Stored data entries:
.....

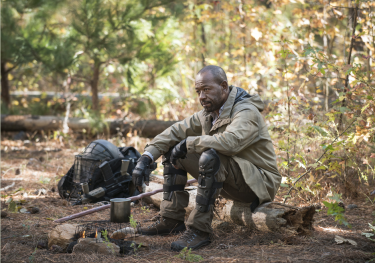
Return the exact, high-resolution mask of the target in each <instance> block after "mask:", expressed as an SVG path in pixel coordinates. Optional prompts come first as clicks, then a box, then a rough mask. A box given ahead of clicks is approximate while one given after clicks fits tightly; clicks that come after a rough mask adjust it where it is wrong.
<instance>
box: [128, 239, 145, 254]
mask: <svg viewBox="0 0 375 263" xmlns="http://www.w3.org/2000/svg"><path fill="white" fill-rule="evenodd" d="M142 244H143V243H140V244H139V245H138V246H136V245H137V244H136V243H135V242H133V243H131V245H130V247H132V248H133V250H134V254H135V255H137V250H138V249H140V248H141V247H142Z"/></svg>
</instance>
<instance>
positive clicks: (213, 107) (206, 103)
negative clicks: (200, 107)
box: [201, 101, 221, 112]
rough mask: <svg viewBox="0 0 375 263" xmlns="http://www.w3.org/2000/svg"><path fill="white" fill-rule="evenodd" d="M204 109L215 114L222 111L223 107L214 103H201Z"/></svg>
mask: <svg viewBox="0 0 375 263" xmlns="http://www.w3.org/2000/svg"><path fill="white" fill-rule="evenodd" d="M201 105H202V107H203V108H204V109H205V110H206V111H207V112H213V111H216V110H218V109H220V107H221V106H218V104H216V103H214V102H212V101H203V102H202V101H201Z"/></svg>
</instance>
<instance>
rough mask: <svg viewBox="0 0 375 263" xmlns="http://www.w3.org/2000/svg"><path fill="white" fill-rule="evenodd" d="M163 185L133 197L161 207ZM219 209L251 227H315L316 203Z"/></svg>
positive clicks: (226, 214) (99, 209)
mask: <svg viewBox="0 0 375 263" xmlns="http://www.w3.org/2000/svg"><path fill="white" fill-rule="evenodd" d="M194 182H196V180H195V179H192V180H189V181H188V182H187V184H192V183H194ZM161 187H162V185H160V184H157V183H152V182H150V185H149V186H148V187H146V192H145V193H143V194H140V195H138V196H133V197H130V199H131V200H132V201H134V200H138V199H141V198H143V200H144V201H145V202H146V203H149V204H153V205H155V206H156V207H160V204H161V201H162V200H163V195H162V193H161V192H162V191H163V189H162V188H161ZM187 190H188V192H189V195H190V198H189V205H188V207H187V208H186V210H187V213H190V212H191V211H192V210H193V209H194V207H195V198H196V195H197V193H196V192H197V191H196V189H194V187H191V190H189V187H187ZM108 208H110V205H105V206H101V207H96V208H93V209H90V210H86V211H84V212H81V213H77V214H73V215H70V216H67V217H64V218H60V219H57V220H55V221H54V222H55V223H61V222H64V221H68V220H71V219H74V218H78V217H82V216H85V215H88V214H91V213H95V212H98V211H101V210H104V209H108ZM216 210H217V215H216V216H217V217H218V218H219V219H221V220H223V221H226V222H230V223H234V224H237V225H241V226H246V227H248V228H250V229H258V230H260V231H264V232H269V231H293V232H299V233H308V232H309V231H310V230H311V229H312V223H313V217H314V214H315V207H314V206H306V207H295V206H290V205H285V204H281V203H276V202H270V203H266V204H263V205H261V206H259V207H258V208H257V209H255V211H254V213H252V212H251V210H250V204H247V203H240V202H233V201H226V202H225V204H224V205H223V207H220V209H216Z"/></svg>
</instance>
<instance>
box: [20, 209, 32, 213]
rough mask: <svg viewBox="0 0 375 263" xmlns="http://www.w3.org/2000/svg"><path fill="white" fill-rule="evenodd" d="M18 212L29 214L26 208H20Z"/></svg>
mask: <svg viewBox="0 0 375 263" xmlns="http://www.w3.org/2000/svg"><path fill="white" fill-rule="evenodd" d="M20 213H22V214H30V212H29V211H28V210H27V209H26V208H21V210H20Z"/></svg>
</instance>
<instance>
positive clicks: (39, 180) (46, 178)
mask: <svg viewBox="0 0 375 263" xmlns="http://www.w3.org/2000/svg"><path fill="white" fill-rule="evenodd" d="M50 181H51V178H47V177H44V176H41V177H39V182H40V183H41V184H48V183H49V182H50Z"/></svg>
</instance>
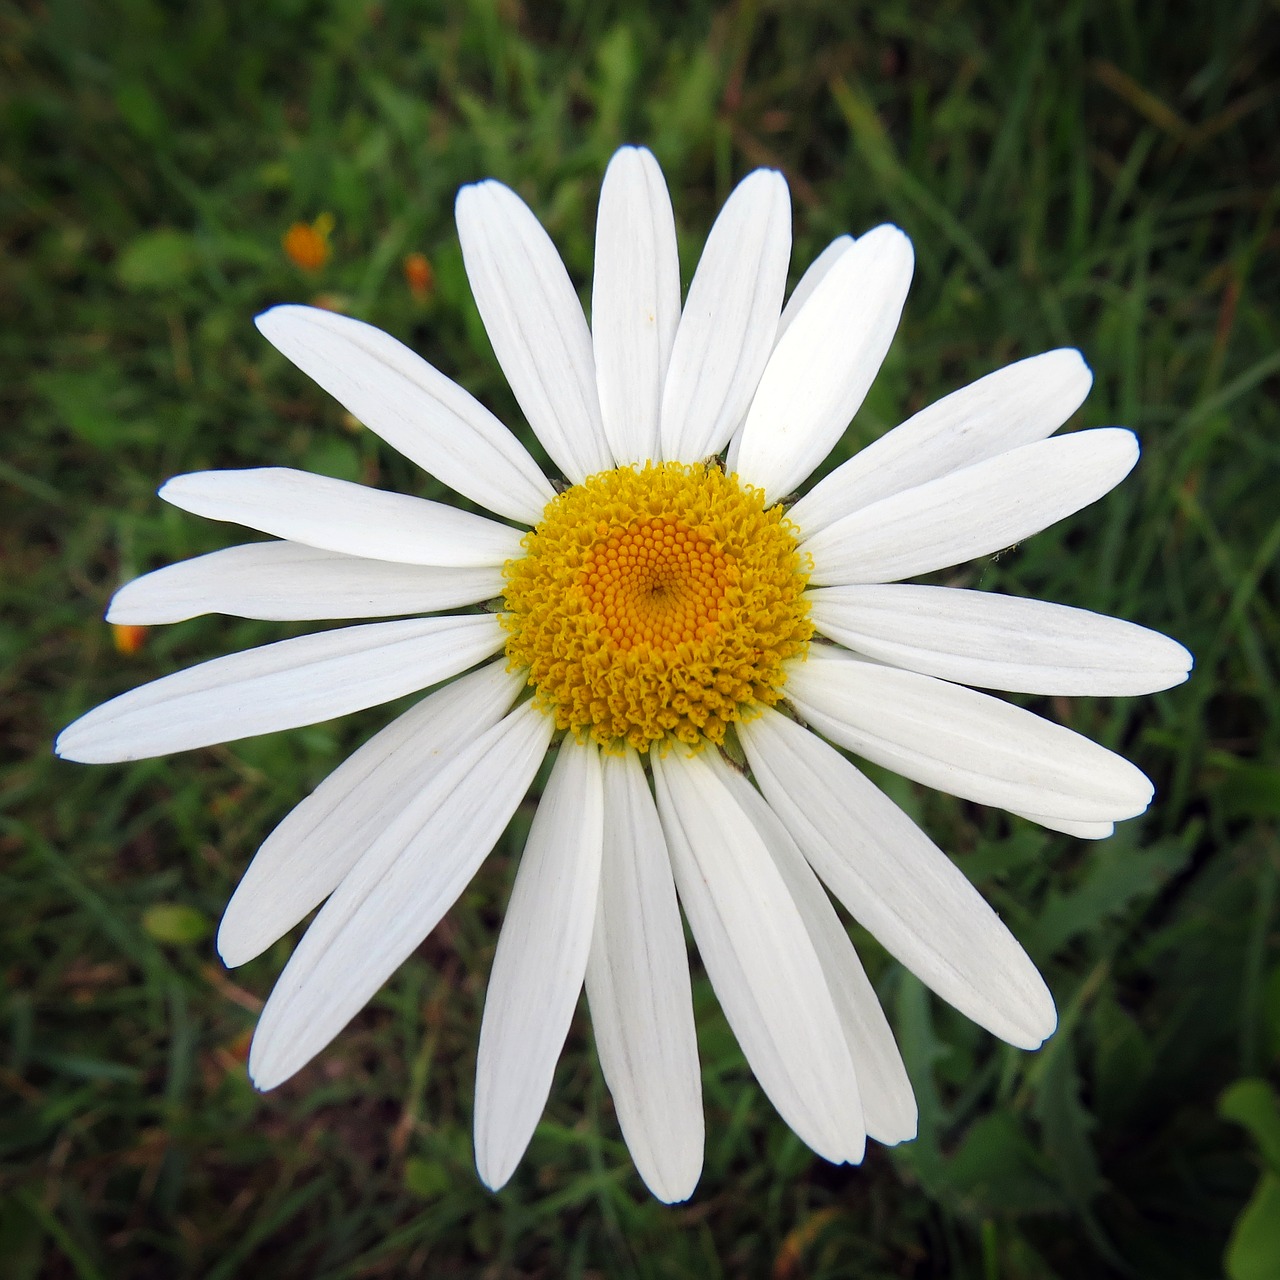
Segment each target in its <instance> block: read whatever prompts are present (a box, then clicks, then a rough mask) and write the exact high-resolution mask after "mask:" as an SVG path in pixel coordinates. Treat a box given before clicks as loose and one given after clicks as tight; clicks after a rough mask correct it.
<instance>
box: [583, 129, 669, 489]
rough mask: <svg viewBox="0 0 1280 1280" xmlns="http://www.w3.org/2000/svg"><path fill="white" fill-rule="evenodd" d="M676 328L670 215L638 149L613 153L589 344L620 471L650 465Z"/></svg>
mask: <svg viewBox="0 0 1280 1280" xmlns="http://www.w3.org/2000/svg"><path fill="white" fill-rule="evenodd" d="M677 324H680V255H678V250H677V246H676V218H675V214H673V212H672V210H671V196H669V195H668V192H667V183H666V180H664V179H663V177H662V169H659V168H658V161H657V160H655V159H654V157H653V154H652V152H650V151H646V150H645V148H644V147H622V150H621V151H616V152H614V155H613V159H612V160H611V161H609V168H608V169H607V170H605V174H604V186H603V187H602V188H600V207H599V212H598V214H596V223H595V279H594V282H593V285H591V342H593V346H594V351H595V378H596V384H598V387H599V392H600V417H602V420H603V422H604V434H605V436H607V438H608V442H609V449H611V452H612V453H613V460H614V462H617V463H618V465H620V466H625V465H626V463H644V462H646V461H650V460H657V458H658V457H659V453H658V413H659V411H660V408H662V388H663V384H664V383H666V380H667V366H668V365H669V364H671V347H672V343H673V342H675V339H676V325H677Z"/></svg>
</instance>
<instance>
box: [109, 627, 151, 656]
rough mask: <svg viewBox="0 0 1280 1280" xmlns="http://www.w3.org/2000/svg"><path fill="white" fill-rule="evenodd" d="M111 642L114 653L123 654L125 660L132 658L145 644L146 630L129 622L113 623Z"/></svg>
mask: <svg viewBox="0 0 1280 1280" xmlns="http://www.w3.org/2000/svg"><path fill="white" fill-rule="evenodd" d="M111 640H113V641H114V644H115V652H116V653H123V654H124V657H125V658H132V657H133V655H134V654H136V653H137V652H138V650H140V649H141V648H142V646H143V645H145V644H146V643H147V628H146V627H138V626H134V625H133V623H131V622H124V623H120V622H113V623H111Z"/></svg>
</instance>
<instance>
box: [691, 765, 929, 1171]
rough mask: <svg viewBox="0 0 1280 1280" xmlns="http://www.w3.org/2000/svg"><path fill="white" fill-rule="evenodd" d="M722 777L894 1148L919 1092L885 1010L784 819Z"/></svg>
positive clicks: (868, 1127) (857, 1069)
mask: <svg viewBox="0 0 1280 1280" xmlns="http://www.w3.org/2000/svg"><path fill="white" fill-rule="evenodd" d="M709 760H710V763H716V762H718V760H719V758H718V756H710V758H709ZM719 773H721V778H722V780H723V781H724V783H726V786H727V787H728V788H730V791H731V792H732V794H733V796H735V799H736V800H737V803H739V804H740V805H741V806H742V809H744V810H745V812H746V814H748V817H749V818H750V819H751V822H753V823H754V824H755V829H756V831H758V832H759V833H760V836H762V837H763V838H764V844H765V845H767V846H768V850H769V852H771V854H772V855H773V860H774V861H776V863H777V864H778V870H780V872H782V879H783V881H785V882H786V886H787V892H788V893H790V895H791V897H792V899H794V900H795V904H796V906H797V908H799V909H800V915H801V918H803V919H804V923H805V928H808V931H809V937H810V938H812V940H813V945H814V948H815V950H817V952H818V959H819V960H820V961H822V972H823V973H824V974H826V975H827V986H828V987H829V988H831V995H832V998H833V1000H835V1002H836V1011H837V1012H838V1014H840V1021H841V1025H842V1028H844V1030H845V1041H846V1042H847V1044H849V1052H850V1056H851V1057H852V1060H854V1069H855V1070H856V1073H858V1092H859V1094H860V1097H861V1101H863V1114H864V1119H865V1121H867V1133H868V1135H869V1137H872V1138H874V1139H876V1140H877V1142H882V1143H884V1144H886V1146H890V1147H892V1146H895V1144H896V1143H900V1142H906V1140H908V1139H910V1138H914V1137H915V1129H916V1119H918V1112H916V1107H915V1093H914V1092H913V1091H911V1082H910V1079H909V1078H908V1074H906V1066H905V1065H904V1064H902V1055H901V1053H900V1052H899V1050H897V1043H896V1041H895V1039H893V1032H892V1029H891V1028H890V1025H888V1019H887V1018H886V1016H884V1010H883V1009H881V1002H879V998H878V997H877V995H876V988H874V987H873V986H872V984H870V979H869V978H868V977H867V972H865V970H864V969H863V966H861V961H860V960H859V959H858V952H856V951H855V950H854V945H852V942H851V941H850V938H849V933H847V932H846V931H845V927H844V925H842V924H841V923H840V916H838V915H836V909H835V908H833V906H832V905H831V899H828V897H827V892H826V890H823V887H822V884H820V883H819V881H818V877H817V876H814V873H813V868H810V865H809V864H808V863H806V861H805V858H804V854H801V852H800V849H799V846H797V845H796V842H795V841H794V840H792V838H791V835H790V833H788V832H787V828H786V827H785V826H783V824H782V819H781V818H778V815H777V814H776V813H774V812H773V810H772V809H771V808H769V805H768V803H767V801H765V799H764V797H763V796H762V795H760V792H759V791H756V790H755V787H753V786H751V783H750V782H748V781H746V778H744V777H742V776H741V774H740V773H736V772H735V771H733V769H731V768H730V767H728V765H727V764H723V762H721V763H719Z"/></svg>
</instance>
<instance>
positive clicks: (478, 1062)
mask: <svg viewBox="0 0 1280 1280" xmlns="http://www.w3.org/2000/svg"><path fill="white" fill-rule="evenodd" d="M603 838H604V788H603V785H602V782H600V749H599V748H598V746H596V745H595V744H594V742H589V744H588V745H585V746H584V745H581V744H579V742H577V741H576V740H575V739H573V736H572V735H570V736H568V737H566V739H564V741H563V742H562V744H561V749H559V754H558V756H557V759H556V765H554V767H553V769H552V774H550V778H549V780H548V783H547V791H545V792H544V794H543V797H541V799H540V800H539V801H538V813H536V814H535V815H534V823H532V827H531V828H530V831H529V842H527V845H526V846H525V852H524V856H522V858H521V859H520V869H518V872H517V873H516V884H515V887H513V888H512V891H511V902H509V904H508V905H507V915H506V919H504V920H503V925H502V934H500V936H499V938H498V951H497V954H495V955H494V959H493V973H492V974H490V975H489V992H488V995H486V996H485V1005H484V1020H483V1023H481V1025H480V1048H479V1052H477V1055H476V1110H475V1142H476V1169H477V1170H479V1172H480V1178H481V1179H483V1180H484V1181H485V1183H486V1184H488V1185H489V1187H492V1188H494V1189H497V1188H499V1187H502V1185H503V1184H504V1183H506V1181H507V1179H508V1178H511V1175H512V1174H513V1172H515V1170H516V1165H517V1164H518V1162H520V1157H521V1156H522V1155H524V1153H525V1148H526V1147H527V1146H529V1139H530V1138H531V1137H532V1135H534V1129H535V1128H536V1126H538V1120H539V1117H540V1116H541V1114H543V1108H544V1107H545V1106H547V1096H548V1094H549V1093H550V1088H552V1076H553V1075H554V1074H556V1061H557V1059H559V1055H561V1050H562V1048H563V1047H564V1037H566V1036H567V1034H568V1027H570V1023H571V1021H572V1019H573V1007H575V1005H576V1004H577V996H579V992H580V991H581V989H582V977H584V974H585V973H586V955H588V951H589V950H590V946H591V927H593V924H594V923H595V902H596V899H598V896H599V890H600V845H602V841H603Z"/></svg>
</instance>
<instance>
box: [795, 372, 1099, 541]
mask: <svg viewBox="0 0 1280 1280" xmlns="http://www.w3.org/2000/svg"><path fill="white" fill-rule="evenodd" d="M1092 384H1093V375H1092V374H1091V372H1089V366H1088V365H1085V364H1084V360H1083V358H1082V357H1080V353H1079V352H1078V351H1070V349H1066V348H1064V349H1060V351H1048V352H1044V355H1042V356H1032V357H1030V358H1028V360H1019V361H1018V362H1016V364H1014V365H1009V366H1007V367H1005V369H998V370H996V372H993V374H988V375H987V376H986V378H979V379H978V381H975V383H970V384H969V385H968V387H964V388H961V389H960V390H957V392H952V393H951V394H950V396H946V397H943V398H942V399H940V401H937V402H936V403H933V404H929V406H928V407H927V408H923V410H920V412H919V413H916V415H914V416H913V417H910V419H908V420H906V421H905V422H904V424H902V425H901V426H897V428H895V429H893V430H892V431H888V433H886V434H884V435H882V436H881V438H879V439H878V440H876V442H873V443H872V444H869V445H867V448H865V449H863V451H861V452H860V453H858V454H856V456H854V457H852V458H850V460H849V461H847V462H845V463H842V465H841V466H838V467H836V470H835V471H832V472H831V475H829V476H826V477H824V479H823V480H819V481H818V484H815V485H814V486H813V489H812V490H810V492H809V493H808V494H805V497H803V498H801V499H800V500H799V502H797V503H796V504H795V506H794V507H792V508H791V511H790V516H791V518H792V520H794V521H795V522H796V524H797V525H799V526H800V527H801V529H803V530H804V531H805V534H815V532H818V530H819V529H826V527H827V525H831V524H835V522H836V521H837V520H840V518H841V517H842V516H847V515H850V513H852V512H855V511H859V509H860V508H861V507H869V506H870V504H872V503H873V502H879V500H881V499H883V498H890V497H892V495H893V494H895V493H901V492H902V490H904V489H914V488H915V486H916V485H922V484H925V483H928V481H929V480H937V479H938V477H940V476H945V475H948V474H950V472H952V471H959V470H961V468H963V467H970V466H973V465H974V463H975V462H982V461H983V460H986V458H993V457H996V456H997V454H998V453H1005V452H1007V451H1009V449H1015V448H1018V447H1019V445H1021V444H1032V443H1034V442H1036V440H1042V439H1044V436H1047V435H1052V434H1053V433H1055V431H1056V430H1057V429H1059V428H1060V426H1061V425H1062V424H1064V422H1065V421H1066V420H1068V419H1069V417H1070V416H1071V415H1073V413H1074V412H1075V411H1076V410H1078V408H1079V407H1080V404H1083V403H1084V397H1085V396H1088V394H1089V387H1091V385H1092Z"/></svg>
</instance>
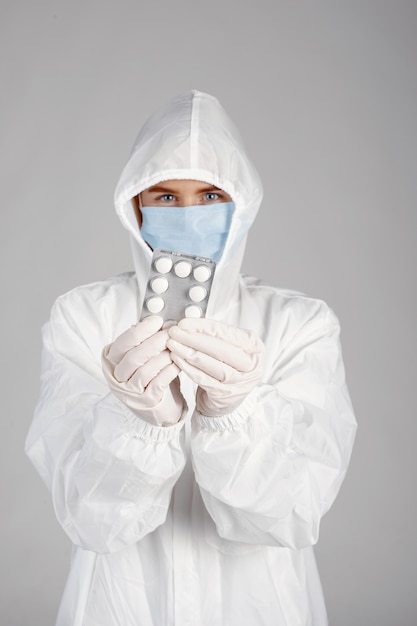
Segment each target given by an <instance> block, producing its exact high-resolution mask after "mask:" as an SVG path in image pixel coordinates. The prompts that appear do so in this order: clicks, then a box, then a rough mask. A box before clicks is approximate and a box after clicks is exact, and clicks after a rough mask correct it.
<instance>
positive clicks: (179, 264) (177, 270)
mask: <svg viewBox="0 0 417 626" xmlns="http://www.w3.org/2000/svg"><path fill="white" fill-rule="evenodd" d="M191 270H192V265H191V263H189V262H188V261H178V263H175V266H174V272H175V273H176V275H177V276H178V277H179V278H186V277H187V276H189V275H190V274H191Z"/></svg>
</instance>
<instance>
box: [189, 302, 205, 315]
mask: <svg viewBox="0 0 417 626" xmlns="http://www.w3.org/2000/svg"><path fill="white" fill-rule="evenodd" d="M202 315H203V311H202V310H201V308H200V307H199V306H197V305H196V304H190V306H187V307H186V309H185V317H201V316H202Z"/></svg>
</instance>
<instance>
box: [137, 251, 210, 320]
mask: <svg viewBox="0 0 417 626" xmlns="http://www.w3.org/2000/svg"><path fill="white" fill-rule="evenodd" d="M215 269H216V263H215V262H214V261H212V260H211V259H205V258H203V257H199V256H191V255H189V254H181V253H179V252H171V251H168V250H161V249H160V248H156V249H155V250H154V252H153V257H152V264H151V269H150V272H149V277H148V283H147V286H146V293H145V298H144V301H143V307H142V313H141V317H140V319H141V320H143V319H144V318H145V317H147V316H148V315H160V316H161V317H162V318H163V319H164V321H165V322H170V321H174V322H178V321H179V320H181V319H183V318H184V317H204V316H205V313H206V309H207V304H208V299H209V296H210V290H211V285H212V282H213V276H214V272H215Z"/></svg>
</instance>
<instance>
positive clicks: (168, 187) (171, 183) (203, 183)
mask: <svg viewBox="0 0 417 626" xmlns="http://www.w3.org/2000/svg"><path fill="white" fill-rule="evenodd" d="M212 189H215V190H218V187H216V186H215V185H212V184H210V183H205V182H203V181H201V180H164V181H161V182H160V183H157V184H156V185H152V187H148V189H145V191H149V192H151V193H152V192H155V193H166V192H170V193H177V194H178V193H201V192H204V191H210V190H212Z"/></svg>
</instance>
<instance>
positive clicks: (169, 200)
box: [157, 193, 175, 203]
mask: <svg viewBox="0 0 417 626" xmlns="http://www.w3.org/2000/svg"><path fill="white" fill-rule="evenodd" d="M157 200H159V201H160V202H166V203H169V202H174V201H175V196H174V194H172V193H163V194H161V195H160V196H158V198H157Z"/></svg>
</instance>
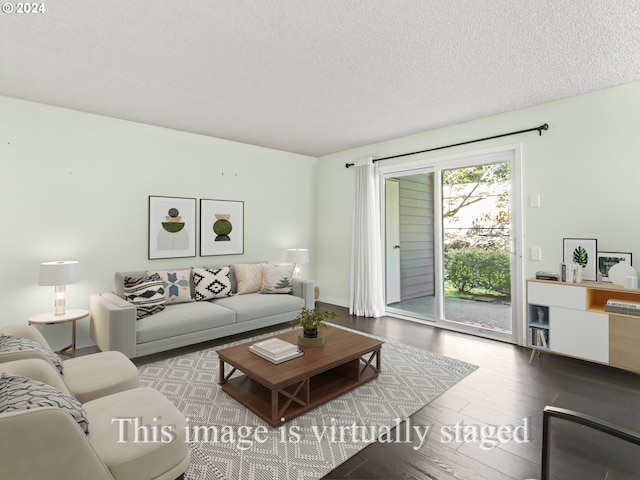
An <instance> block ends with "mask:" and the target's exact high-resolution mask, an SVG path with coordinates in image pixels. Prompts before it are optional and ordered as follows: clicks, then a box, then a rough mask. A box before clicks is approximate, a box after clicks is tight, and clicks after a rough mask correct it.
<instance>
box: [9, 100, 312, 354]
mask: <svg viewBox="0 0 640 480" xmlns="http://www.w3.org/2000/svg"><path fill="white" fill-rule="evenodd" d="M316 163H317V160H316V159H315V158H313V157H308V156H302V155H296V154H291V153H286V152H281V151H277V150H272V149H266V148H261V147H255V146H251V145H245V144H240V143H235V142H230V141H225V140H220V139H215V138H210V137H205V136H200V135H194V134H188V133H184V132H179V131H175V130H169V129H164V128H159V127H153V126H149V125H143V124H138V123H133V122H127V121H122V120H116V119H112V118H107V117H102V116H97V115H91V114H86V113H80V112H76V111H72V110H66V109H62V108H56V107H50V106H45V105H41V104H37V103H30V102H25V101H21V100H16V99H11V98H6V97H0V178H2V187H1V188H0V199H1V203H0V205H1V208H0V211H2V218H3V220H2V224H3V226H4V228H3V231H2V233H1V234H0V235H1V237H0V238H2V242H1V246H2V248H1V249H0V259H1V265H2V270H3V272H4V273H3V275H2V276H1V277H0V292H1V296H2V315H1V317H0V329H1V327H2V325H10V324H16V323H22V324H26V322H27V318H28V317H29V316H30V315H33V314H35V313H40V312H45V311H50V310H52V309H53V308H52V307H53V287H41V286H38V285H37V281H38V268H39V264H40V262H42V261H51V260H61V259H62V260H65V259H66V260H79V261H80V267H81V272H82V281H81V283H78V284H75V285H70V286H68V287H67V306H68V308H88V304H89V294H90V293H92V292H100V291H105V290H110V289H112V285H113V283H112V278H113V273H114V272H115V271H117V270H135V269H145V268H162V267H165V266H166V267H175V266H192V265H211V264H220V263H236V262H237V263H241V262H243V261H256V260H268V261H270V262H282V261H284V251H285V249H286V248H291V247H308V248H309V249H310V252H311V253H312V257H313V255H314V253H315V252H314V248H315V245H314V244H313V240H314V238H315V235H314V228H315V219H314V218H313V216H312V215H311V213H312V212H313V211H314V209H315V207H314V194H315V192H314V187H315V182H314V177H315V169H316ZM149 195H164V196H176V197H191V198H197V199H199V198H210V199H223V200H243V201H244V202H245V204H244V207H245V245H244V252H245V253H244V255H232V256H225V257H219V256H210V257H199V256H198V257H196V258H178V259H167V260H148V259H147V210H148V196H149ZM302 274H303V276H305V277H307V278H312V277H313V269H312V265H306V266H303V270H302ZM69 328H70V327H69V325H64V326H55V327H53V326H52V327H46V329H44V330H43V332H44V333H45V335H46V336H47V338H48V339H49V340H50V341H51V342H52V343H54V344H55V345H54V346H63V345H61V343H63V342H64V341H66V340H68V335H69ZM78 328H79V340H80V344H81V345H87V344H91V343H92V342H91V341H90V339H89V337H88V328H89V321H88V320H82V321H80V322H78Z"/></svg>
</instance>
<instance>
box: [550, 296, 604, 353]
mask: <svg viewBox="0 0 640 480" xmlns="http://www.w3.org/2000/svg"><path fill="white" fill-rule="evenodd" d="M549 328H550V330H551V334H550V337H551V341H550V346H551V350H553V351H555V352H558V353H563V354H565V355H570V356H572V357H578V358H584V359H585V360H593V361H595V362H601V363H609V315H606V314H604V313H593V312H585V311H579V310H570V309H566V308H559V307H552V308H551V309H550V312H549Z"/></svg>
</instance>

.....

> Exercise aim:
Reproduce verbatim the items from their very beginning through the line containing "box: [128, 239, 145, 254]", including that line, and omit the pictures.

> Answer box:
Return the exact, high-resolution mask of the target in each <instance> block after "mask:", expressed as an SVG path in pixel coordinates. Optional prompts come first as clicks, then a box, then a rough mask. A box given ahead of clicks is approximate while one given after clicks fits tightly; clicks that come after a rough mask adjust it where it is wrong.
<instance>
box: [128, 239, 145, 254]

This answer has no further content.